■ Work to be completed: Can you rewrite all of the material below so that "in this image" becomes "in this photo" and nothing else changes? Leave the pictures out of your answer.

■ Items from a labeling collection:

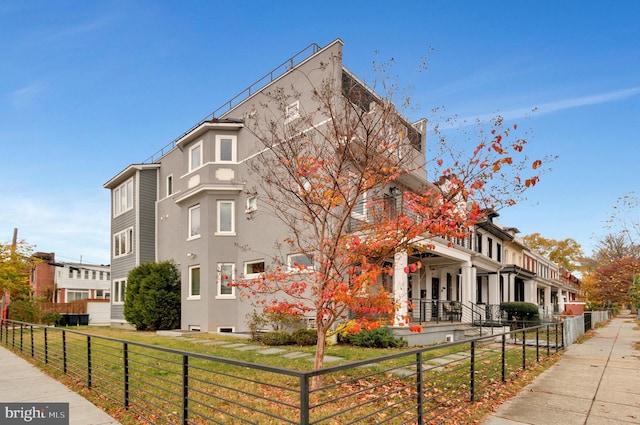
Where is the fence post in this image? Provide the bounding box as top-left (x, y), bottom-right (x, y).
top-left (501, 332), bottom-right (507, 382)
top-left (469, 341), bottom-right (476, 403)
top-left (536, 327), bottom-right (540, 363)
top-left (416, 351), bottom-right (424, 424)
top-left (87, 335), bottom-right (91, 388)
top-left (29, 325), bottom-right (34, 358)
top-left (182, 354), bottom-right (189, 425)
top-left (300, 373), bottom-right (309, 425)
top-left (122, 342), bottom-right (129, 410)
top-left (547, 325), bottom-right (551, 357)
top-left (62, 330), bottom-right (67, 375)
top-left (522, 325), bottom-right (527, 370)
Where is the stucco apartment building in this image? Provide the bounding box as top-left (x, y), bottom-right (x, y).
top-left (104, 39), bottom-right (576, 332)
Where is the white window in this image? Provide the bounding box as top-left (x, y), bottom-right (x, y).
top-left (113, 178), bottom-right (133, 217)
top-left (167, 174), bottom-right (173, 196)
top-left (112, 279), bottom-right (127, 304)
top-left (218, 263), bottom-right (236, 298)
top-left (244, 260), bottom-right (264, 278)
top-left (216, 201), bottom-right (236, 235)
top-left (189, 266), bottom-right (200, 300)
top-left (351, 192), bottom-right (367, 220)
top-left (188, 204), bottom-right (200, 239)
top-left (245, 195), bottom-right (258, 212)
top-left (113, 227), bottom-right (133, 256)
top-left (287, 254), bottom-right (313, 271)
top-left (66, 289), bottom-right (89, 302)
top-left (216, 136), bottom-right (237, 163)
top-left (189, 140), bottom-right (202, 171)
top-left (96, 289), bottom-right (111, 300)
top-left (285, 100), bottom-right (300, 121)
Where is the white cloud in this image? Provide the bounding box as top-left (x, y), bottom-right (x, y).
top-left (0, 193), bottom-right (110, 264)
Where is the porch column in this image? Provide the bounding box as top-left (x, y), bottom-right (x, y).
top-left (544, 286), bottom-right (553, 314)
top-left (487, 273), bottom-right (500, 305)
top-left (393, 252), bottom-right (409, 326)
top-left (524, 279), bottom-right (538, 305)
top-left (558, 289), bottom-right (567, 313)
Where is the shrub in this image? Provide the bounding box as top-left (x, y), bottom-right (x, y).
top-left (262, 331), bottom-right (291, 345)
top-left (40, 313), bottom-right (62, 326)
top-left (245, 310), bottom-right (267, 341)
top-left (124, 261), bottom-right (180, 331)
top-left (348, 327), bottom-right (406, 348)
top-left (500, 301), bottom-right (540, 324)
top-left (291, 329), bottom-right (318, 346)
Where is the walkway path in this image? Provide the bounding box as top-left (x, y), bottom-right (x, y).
top-left (483, 311), bottom-right (640, 425)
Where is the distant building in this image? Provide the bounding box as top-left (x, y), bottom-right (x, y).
top-left (30, 252), bottom-right (111, 303)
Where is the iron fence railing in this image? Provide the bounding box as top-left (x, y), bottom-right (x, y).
top-left (0, 320), bottom-right (563, 425)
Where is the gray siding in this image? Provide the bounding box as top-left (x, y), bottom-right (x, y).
top-left (136, 170), bottom-right (158, 264)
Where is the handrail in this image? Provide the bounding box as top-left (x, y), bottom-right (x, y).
top-left (143, 43), bottom-right (321, 164)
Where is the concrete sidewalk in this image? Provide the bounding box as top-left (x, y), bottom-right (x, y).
top-left (482, 311), bottom-right (640, 425)
top-left (0, 347), bottom-right (120, 425)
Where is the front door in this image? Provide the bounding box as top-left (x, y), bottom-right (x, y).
top-left (431, 277), bottom-right (440, 318)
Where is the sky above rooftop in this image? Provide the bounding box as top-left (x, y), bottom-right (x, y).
top-left (0, 0), bottom-right (640, 264)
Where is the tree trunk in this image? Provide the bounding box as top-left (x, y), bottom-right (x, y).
top-left (311, 326), bottom-right (327, 390)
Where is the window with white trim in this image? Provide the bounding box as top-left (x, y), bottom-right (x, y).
top-left (189, 266), bottom-right (200, 300)
top-left (244, 260), bottom-right (264, 279)
top-left (216, 135), bottom-right (237, 163)
top-left (216, 201), bottom-right (236, 235)
top-left (65, 289), bottom-right (89, 302)
top-left (187, 204), bottom-right (200, 239)
top-left (112, 279), bottom-right (127, 304)
top-left (245, 195), bottom-right (258, 212)
top-left (287, 253), bottom-right (313, 271)
top-left (189, 140), bottom-right (202, 171)
top-left (114, 227), bottom-right (133, 256)
top-left (218, 263), bottom-right (236, 298)
top-left (167, 174), bottom-right (173, 196)
top-left (284, 100), bottom-right (300, 122)
top-left (113, 177), bottom-right (133, 217)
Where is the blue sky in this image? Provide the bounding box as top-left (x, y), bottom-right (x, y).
top-left (0, 0), bottom-right (640, 264)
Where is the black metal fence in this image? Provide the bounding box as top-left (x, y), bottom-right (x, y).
top-left (0, 321), bottom-right (563, 425)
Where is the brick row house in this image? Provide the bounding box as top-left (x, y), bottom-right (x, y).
top-left (104, 39), bottom-right (575, 332)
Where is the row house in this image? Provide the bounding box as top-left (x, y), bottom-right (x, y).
top-left (104, 39), bottom-right (576, 332)
top-left (30, 252), bottom-right (111, 303)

■ Reply:
Where is the fence post in this photo? Provide the bounding box as top-left (x, y), bottom-right (x, y).
top-left (501, 332), bottom-right (507, 382)
top-left (469, 341), bottom-right (476, 403)
top-left (536, 327), bottom-right (540, 363)
top-left (416, 351), bottom-right (424, 424)
top-left (87, 335), bottom-right (91, 388)
top-left (29, 325), bottom-right (34, 358)
top-left (182, 354), bottom-right (189, 425)
top-left (300, 373), bottom-right (309, 425)
top-left (122, 342), bottom-right (129, 410)
top-left (547, 325), bottom-right (551, 357)
top-left (62, 330), bottom-right (67, 375)
top-left (522, 325), bottom-right (527, 370)
Where is the stucco apartment building in this photo? Provide the bounding box as top-left (x, y), bottom-right (x, y).
top-left (104, 39), bottom-right (576, 332)
Where is the white window in this photo? Provide the bounding box as top-left (x, y), bottom-right (x, y).
top-left (113, 178), bottom-right (133, 217)
top-left (167, 174), bottom-right (173, 196)
top-left (112, 279), bottom-right (127, 304)
top-left (218, 263), bottom-right (236, 298)
top-left (244, 260), bottom-right (264, 278)
top-left (216, 201), bottom-right (236, 235)
top-left (189, 266), bottom-right (200, 300)
top-left (351, 192), bottom-right (367, 220)
top-left (188, 204), bottom-right (200, 239)
top-left (245, 195), bottom-right (258, 212)
top-left (113, 227), bottom-right (133, 256)
top-left (287, 254), bottom-right (313, 271)
top-left (66, 289), bottom-right (89, 302)
top-left (216, 136), bottom-right (237, 163)
top-left (189, 140), bottom-right (202, 171)
top-left (96, 289), bottom-right (111, 300)
top-left (285, 100), bottom-right (300, 121)
Where is the white cloud in this photo? Provide the bounding box as top-left (x, y), bottom-right (x, y).
top-left (0, 193), bottom-right (110, 264)
Where is the porch column in this photo? Provide the bounding box as top-left (x, y), bottom-right (x, y).
top-left (544, 286), bottom-right (553, 314)
top-left (487, 273), bottom-right (500, 305)
top-left (393, 252), bottom-right (409, 326)
top-left (524, 279), bottom-right (538, 305)
top-left (558, 289), bottom-right (567, 313)
Where is the shrub in this photo? Provide the bounding box as top-left (x, y), bottom-right (x, y).
top-left (262, 331), bottom-right (291, 345)
top-left (40, 313), bottom-right (62, 326)
top-left (245, 310), bottom-right (267, 341)
top-left (124, 261), bottom-right (180, 331)
top-left (348, 327), bottom-right (406, 348)
top-left (500, 301), bottom-right (540, 324)
top-left (291, 329), bottom-right (318, 346)
Where is the walkway path in this photo? Provide the bounding box as top-left (x, y), bottom-right (x, y).
top-left (483, 311), bottom-right (640, 425)
Where is the distant building in this photo? Provide the bounding box as top-left (x, y), bottom-right (x, y).
top-left (30, 252), bottom-right (111, 303)
Where is the iron fence railing in this photo? Provide the bounding box as top-left (x, y), bottom-right (x, y).
top-left (0, 320), bottom-right (563, 425)
Where is the gray siding in this photo? Provide the bounding box as top-left (x, y), bottom-right (x, y).
top-left (136, 170), bottom-right (158, 264)
Where is the handrail in this photo? Provide the bounding box as top-left (x, y), bottom-right (x, y).
top-left (143, 43), bottom-right (321, 164)
Where is the concrete sidewalk in this photo? Provide the bounding box as top-left (x, y), bottom-right (x, y).
top-left (482, 311), bottom-right (640, 425)
top-left (0, 347), bottom-right (120, 425)
Where is the front door in this photo? Provide the bounding box as top-left (x, y), bottom-right (x, y).
top-left (431, 277), bottom-right (440, 318)
Where is the sky above rooftop in this photo? Provide the bounding box as top-left (x, y), bottom-right (x, y).
top-left (0, 0), bottom-right (640, 264)
Where is the tree trunk in this photo? Provide the bounding box as top-left (x, y), bottom-right (x, y).
top-left (311, 326), bottom-right (327, 390)
Where is the window with white trim in this photo? Provide the bounding box as top-left (x, y), bottom-right (x, y).
top-left (189, 266), bottom-right (200, 300)
top-left (244, 260), bottom-right (264, 279)
top-left (216, 135), bottom-right (237, 163)
top-left (216, 201), bottom-right (236, 235)
top-left (65, 289), bottom-right (89, 302)
top-left (187, 204), bottom-right (200, 239)
top-left (112, 279), bottom-right (127, 304)
top-left (245, 195), bottom-right (258, 212)
top-left (287, 253), bottom-right (313, 271)
top-left (189, 140), bottom-right (202, 171)
top-left (114, 227), bottom-right (133, 256)
top-left (218, 263), bottom-right (236, 298)
top-left (167, 174), bottom-right (173, 196)
top-left (284, 100), bottom-right (300, 122)
top-left (113, 177), bottom-right (133, 217)
Where is the blue sky in this photo? Provide the bounding box as top-left (x, y), bottom-right (x, y).
top-left (0, 0), bottom-right (640, 264)
Where is the black metal fence in this photo? Provide the bounding box as top-left (x, y), bottom-right (x, y).
top-left (0, 321), bottom-right (563, 425)
Where is the brick row house in this photo? Provide the bounding box as top-left (x, y), bottom-right (x, y).
top-left (104, 39), bottom-right (575, 332)
Where is the row house in this photo? Provide the bounding box as top-left (x, y), bottom-right (x, y).
top-left (104, 39), bottom-right (576, 332)
top-left (30, 252), bottom-right (111, 303)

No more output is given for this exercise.